## Records for the task

┏━━

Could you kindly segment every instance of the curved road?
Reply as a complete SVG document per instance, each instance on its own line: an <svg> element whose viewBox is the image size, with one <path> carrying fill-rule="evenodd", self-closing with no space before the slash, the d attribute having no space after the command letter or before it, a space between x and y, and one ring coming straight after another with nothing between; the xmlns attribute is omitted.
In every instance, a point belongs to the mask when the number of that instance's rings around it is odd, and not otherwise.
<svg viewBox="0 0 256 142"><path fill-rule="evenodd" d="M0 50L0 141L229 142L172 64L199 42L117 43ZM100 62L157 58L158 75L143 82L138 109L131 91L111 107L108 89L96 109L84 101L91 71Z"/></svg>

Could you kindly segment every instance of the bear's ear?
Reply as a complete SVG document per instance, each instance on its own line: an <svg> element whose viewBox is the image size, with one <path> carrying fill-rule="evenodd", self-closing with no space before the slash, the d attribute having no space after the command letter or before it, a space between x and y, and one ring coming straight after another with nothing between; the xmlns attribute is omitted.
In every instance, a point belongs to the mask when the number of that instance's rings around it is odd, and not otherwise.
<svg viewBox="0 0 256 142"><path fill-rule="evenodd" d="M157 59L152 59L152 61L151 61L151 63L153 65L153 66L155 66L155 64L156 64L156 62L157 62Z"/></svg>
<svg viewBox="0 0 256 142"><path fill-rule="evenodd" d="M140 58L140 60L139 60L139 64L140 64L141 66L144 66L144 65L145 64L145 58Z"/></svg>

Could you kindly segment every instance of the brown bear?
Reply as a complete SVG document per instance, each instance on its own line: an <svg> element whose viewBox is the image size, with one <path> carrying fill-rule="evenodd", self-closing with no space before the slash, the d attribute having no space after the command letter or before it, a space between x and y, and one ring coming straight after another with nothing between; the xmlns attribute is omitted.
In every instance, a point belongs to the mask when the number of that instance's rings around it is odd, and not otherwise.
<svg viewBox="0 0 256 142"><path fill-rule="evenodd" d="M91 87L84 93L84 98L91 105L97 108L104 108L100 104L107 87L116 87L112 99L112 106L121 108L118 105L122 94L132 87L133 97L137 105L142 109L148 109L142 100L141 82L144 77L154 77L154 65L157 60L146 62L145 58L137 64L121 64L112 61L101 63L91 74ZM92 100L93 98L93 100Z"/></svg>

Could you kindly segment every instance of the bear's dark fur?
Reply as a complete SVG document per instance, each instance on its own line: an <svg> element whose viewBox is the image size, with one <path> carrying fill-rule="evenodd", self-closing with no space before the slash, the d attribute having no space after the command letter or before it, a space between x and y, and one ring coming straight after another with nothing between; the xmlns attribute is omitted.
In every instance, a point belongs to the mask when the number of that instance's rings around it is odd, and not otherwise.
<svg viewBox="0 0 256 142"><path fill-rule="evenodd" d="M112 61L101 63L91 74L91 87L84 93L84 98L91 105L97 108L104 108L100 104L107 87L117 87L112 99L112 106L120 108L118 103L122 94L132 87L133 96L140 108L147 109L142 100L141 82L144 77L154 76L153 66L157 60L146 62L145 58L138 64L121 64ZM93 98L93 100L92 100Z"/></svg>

┗━━

## Problem details
Reproduce all of the items above, substituting "please" for "kindly" at every occurrence and leaving everything else unchanged.

## Answer to this problem
Could you please segment every instance of the curved road?
Reply as a complete SVG document per instance, each instance on its own line: an <svg> element whose viewBox is the image size, with one <path> carrying fill-rule="evenodd", self-closing with no space before the slash, the d attribute having no space after the command letter or before it, a space between x and y, and one ring coming straight after another with nothing between; the xmlns attribute is omitted.
In every instance, a point belongs to the mask when the number of that instance's rings around it is odd, and not otherwise.
<svg viewBox="0 0 256 142"><path fill-rule="evenodd" d="M0 50L0 141L229 142L172 64L199 42L117 43ZM100 62L157 58L158 75L143 82L138 109L131 91L111 107L108 89L96 109L84 101L91 71Z"/></svg>

Could you please segment every instance of the bear's ear?
Reply as a complete SVG document per instance, each instance on its own line: an <svg> element whose viewBox is the image size, with one <path> carrying fill-rule="evenodd", self-closing with no space before the slash, the d attribute having no space after the command letter or before it, a space between x and y, and one ring coming straight after another with nothing between; the xmlns attribute is omitted.
In every instance, a point belongs to the mask when the number of that instance's rings around it is odd, and not otherwise.
<svg viewBox="0 0 256 142"><path fill-rule="evenodd" d="M157 59L152 59L152 61L151 61L151 63L153 65L153 66L155 66L155 64L156 64L156 62L157 62Z"/></svg>
<svg viewBox="0 0 256 142"><path fill-rule="evenodd" d="M140 58L140 60L139 60L139 64L140 64L141 66L144 66L144 65L145 64L145 58Z"/></svg>

Could you please segment every instance of the brown bear?
Reply as a complete SVG document per instance, each instance on its own line: an <svg> element whose viewBox is the image size, with one <path> carrying fill-rule="evenodd", self-closing with no space before the slash, the d attribute having no space after the command letter or before it, a space between x and y, and one ring coming straight after another with nothing between; the xmlns attribute is omitted.
In every instance, a point belongs to the mask when the number of that instance's rings around it is odd, and not otherwise.
<svg viewBox="0 0 256 142"><path fill-rule="evenodd" d="M91 87L84 93L84 98L91 105L97 108L104 108L100 104L107 87L116 87L112 99L112 106L121 108L118 105L122 94L132 87L133 97L137 105L142 109L148 109L142 100L141 82L144 77L154 77L154 65L157 60L146 62L145 58L137 64L121 64L112 61L101 63L91 74ZM92 100L93 98L93 100Z"/></svg>

Could you please segment every instance of the bear's dark fur?
Reply as a complete SVG document per instance, each instance on its own line: an <svg> element whose viewBox is the image size, with one <path> carrying fill-rule="evenodd", self-closing with no space before the slash, the d attribute having no space after the command letter or before it, a space between x and y, and one ring coming straight after another with nothing between; the xmlns attribute is omitted.
In every instance, a point belongs to the mask when the number of that instance's rings around it is odd, and not otherwise.
<svg viewBox="0 0 256 142"><path fill-rule="evenodd" d="M112 61L101 63L91 74L91 87L84 93L84 98L91 105L97 108L104 108L100 104L107 87L117 87L112 99L112 106L120 108L118 103L122 94L132 87L133 96L140 108L147 109L142 100L141 82L144 77L154 76L153 66L157 60L146 62L145 58L138 64L121 64ZM93 98L93 100L92 100Z"/></svg>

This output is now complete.